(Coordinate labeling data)
++++++

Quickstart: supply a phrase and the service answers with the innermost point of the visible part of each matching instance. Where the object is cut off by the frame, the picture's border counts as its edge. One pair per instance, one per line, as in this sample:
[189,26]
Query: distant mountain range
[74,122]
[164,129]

++++++

▸ **EXERCISE TASK**: Pull out each line of the data above that contains the string "answers". Treat uppercase and lowercase as different.

▸ **ANSWER TO THIS EXERCISE**:
Quickstart: supply a phrase and the service answers with the innermost point of the visible part of each matching instance. Where the object is cut off by the frame, the picture's border counts as its edge. One pair per instance, one per line, as in this sample:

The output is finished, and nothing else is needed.